▶ Task brief
Please repeat, word for word, the part of the passage on competing and training from "I fully believe" up to and including "wall to get it?".

##### Passage to read #####

To get a “Park Bench” mentality, the athlete has to realize that, at best, very few competitions are going to be perfect. In addition, when the stars arrange for you to have those perfect competitions, you had better not try to mess it up with a lot of extra energy, you just have to let it go. The Park Bench also helps you with the 20% of competitions where things go all wrong. If you can keep your wits, feed a squirrel or two, you may just salvage this competition! By the way, nothing frightens your competition more than a serene smile on your face; they will think you are up to something!
I fully believe that life is a competition. There is just enough Darwin in me, as well as a master’s degree in history, to believe that our life is tenuous at best and your survival, without any hint of irony, reflects on your fitness. Without worrying about hyperbole, I feel this is the “why” of lifetime fitness. Your survival might depend on your fitness, so why are you slamming your head against a wall to get it?
Train hard, but enjoy competition. Compete hard, but enjoy your training. One key final point must be kept in mind at all times: NEVER judge a workout or competition as “good” or “bad” solely on that single day. I often tell my new throwers: “Sorry, you just are not good enough to be disappointed.” Judging one’s worth as an athlete over the results of single day is just idiocy…and will lead to long-term failure. Epictetus, the Roman Stoic philosopher tells us: “We must ever bear in mind –that apart from the will there is nothing good or bad, and that we must not try to anticipate or to direct events, but merely to accept them with intelligence.”
If that is too complex, I have a favorite story:
A farmer had a horse and a son. One day, the horse died. All the neighbors said, “Oh, how bad.” The farmer said, “We’ll see.” The next day, the neighbors got together and bought the farmer a new horse. They all said, “That’s a good thing.” Farmer said, “We’ll see.” The following day, the horse threw the son while trying to break the horse. The son broke his arm. The neighbors all said, “Oh, how bad.” The farmer said, “We’ll see.” The next day, the army came into the town, drafted all the young men, save the son with a broken arm. They all died in the first battle. The neighbors said to the farmer, “Oh, how good it was for your son to have a broken arm.” The farmer said, “We’ll see.”

##### Data excerpt #####

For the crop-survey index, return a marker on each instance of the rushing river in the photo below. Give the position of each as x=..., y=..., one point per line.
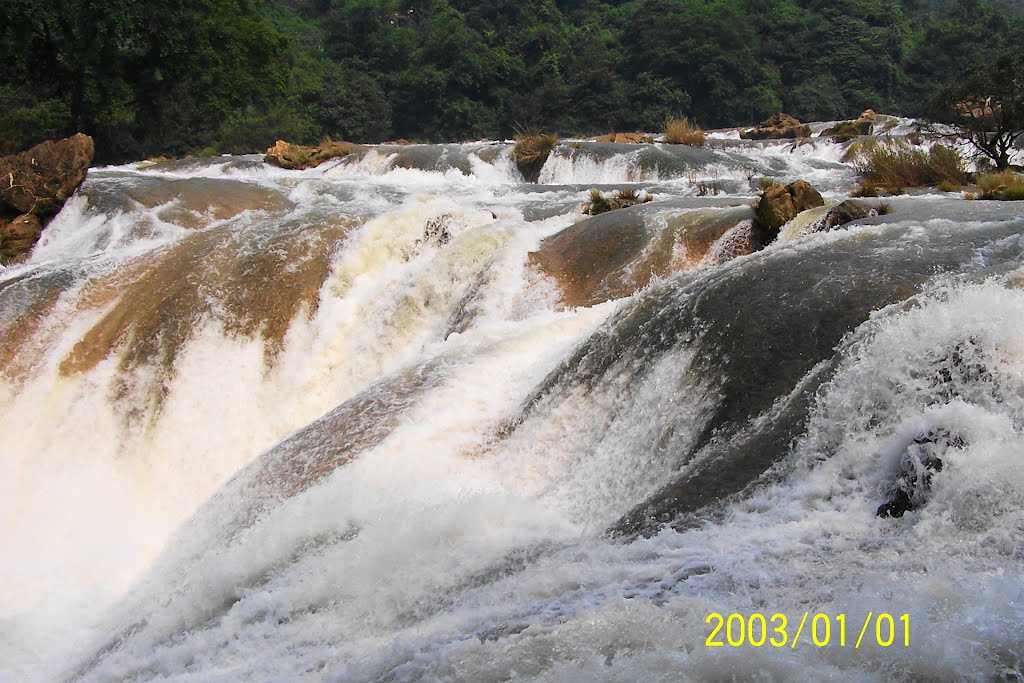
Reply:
x=407, y=417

#####

▶ Answer to this exercise
I fully believe that life is a competition. There is just enough Darwin in me, as well as a master’s degree in history, to believe that our life is tenuous at best and your survival, without any hint of irony, reflects on your fitness. Without worrying about hyperbole, I feel this is the “why” of lifetime fitness. Your survival might depend on your fitness, so why are you slamming your head against a wall to get it?